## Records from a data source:

_ _ _ _ _

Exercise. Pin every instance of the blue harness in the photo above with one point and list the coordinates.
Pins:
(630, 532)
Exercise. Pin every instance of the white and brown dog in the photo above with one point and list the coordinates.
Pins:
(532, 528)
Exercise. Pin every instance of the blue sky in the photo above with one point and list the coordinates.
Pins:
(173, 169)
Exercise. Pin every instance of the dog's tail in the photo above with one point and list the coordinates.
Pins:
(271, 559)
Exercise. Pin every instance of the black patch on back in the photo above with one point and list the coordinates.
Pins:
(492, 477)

_ _ _ _ _

## To do:
Taking the line with "Exercise. Pin every instance of the dog's" as the start and the last line of the data above as the end, write out those two lines and every line between them exactly, and only those.

## Result for this exercise:
Exercise. Pin every instance of the dog's tail in the photo above with one point and list the coordinates.
Pins:
(271, 559)
Exercise. Pin every instance of the black patch on back in the photo above with one point and list the coordinates.
Pins:
(492, 477)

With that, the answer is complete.